* _问题描述_:
从材料第一行起，到包含"x=186, y=30"的那一行为止（含这一行），逐字照抄这些行。
■ ■ ■ ■
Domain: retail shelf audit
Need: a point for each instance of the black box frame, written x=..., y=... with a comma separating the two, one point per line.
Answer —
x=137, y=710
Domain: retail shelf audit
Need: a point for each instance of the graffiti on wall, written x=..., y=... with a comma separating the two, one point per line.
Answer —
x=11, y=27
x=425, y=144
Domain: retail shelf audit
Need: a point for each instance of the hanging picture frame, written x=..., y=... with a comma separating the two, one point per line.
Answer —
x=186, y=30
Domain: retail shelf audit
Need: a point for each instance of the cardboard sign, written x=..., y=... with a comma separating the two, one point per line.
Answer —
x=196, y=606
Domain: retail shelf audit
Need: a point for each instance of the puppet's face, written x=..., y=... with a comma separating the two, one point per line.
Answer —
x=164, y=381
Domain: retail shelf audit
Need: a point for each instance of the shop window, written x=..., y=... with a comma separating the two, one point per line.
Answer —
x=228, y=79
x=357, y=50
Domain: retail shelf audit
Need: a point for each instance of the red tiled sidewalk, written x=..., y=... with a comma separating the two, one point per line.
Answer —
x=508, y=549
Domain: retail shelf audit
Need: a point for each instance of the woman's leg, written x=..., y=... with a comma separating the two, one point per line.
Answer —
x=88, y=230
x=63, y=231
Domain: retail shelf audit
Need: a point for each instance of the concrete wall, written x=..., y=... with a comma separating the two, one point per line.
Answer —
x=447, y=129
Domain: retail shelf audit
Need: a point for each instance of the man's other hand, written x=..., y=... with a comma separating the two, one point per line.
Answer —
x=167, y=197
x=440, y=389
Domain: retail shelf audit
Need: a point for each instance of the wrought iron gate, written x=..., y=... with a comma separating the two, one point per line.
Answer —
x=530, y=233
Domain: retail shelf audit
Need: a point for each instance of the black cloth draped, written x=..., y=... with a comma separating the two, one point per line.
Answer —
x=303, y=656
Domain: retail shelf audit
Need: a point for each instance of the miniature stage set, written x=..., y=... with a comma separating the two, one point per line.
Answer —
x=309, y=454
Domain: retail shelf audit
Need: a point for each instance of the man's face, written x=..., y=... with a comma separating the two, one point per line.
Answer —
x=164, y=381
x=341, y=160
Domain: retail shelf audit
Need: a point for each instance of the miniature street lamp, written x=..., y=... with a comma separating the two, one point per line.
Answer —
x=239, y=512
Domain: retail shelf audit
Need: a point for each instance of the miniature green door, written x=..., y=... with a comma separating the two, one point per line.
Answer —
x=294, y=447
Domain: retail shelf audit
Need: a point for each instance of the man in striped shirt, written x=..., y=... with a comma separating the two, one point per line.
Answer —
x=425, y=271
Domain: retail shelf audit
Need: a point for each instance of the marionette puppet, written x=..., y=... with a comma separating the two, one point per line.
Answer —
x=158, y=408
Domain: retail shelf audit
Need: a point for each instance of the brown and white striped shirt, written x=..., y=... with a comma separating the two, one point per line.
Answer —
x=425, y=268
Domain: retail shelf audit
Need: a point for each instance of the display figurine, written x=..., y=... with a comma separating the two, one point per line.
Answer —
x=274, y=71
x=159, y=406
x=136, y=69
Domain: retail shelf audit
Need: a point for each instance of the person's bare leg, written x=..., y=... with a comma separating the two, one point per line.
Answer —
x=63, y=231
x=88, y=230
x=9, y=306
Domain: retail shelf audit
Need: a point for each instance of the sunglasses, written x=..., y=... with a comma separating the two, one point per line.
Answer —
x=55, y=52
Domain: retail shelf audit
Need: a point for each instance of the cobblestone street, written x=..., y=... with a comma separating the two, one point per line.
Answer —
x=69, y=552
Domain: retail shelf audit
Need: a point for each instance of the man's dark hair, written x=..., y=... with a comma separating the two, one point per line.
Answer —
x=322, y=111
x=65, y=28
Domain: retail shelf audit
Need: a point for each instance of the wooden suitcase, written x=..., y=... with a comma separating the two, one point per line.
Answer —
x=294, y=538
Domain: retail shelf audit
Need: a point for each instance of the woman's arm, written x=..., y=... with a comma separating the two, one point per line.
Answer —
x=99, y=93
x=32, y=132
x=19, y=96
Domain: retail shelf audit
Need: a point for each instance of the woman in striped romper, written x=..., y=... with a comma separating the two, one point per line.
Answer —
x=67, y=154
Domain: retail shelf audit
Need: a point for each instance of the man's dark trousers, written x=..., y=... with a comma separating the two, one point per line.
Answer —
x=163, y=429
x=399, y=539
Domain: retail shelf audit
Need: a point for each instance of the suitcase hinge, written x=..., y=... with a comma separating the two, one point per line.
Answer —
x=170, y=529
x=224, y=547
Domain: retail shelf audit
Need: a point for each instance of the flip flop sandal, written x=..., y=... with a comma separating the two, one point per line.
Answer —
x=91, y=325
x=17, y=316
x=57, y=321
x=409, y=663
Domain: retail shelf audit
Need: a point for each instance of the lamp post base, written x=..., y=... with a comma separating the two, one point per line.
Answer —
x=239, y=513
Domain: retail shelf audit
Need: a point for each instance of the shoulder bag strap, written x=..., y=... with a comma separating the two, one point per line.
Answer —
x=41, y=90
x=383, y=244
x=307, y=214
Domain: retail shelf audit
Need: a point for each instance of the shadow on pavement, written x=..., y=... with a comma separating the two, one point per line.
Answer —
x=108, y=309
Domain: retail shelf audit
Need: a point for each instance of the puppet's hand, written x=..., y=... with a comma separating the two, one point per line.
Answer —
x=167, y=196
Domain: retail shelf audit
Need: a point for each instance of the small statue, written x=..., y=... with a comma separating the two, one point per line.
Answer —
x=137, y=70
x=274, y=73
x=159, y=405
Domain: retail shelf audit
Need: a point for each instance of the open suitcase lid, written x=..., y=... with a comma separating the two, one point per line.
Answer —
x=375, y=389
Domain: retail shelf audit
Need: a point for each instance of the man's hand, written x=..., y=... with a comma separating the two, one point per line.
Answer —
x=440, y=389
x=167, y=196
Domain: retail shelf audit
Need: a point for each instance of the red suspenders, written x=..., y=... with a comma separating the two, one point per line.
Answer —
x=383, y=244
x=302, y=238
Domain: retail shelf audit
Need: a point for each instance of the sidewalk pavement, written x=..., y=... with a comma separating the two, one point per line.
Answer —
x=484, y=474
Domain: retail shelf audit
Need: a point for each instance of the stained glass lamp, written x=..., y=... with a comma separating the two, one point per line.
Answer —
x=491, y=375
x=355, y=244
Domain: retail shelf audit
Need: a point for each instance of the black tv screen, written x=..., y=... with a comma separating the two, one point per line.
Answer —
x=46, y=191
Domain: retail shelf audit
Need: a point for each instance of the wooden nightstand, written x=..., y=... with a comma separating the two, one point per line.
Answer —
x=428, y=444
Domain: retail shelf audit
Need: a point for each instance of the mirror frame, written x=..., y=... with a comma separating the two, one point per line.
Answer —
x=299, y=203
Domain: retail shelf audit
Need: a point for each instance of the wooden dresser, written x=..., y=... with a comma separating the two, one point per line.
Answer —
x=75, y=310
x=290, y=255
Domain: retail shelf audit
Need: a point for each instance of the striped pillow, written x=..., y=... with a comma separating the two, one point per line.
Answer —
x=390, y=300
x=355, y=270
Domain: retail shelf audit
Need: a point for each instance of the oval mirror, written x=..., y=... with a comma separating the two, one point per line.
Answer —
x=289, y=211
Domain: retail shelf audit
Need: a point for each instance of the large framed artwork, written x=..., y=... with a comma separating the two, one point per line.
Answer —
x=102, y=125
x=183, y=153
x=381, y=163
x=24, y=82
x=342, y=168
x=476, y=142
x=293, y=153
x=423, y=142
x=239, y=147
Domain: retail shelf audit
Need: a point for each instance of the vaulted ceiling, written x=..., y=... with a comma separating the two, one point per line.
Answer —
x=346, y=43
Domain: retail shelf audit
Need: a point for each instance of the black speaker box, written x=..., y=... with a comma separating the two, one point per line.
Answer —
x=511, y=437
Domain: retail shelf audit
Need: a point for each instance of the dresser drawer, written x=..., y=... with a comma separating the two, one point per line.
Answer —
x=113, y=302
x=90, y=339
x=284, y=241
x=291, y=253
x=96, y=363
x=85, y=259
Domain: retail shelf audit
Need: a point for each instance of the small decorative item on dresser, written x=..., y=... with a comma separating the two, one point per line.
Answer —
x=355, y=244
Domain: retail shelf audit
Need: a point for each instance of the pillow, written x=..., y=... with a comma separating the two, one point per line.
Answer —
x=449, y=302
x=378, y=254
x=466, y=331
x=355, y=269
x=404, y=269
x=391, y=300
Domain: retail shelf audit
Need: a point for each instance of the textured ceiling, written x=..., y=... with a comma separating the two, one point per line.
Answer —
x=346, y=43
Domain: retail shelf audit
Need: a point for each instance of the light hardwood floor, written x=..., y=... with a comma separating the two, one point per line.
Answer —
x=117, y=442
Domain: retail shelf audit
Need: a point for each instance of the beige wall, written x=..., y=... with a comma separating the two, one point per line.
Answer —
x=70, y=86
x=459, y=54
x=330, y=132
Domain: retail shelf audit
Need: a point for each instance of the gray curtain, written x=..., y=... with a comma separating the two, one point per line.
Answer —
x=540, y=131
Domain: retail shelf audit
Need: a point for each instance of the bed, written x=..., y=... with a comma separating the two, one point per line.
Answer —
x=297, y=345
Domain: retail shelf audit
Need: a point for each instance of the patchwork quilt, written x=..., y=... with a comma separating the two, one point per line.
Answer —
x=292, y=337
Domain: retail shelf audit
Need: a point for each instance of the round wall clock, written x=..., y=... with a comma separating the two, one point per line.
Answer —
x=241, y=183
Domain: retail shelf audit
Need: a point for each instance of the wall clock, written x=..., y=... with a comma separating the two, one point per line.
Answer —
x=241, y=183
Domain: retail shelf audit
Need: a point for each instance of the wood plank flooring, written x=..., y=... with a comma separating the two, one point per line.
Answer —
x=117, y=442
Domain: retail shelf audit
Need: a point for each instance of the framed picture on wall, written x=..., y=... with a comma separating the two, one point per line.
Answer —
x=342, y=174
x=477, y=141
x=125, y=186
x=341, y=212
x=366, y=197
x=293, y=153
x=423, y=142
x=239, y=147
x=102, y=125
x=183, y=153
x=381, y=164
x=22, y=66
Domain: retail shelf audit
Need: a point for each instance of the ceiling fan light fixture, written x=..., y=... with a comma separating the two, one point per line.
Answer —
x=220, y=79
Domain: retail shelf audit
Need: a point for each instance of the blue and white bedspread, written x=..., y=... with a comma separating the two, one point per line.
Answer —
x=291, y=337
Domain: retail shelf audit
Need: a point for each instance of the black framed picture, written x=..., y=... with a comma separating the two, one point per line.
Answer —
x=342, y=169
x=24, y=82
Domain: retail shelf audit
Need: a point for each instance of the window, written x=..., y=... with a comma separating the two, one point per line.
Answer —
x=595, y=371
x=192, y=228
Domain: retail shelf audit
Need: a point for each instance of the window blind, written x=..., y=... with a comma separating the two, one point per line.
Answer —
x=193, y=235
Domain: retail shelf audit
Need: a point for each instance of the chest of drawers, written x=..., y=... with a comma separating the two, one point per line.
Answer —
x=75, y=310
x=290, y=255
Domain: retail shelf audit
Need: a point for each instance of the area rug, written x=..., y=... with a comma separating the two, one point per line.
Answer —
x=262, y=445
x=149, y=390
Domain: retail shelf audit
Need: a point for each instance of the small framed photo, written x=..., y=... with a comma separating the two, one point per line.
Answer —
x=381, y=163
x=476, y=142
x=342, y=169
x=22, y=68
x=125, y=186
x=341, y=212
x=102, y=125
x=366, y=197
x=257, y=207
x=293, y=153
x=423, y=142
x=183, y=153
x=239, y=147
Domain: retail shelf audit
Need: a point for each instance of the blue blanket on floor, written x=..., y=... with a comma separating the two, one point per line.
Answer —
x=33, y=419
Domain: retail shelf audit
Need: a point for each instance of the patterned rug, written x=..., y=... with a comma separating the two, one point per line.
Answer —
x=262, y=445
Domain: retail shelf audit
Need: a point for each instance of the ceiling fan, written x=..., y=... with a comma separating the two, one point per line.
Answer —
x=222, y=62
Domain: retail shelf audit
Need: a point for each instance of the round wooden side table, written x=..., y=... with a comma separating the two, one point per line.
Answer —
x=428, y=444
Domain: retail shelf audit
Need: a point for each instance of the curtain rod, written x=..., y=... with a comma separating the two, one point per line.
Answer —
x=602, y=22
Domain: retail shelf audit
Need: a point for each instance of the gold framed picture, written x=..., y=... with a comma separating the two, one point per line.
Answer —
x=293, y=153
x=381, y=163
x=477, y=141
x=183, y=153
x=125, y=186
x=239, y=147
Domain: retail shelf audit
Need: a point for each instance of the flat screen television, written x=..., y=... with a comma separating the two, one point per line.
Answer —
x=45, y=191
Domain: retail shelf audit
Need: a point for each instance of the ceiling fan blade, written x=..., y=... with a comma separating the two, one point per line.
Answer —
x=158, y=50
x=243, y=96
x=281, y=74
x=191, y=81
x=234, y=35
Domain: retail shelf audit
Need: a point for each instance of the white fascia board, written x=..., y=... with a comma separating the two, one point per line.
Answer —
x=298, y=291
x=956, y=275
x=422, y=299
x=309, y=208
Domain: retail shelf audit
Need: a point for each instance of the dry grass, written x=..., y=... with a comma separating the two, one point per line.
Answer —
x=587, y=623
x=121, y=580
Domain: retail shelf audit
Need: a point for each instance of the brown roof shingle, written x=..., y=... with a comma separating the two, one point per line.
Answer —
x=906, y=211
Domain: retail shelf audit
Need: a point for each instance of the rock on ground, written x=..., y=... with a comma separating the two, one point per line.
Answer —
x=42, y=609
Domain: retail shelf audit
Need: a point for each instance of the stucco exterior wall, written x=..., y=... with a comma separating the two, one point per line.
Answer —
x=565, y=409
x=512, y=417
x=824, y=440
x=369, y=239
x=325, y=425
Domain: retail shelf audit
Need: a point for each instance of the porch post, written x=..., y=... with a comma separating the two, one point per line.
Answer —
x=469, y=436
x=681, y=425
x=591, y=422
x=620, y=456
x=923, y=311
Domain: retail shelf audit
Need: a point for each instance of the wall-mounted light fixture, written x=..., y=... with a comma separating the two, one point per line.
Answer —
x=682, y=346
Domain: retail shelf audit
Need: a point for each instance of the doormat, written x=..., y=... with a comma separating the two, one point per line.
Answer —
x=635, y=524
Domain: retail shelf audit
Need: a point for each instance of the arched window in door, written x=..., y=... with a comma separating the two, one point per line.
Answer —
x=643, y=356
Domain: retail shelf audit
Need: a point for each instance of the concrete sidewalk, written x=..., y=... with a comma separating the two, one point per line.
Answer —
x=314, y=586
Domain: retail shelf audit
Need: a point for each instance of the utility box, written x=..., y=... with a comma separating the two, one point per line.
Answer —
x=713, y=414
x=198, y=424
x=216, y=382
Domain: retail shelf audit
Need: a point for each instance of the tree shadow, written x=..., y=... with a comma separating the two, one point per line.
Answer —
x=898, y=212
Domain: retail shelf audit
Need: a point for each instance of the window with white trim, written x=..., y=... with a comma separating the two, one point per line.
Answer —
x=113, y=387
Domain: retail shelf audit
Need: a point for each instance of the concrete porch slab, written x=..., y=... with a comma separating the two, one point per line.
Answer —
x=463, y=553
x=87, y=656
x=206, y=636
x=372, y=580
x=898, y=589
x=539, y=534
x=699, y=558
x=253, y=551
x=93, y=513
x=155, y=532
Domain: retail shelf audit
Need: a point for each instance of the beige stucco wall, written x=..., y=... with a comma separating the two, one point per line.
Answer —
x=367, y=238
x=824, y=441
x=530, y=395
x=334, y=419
■ ■ ■ ■
* _回复_:
Domain: retail shelf audit
Need: a point for each instance of the black box frame, written x=..., y=... with a comma separating the two, one point per line.
Answer —
x=137, y=710
Domain: retail shelf audit
Need: a point for each instance of the graffiti on wall, written x=..., y=... with a comma separating the two, one point per line.
Answer —
x=11, y=27
x=425, y=144
Domain: retail shelf audit
Need: a point for each instance of the hanging picture frame, written x=..., y=... with a comma separating the two, one point per line.
Answer —
x=186, y=30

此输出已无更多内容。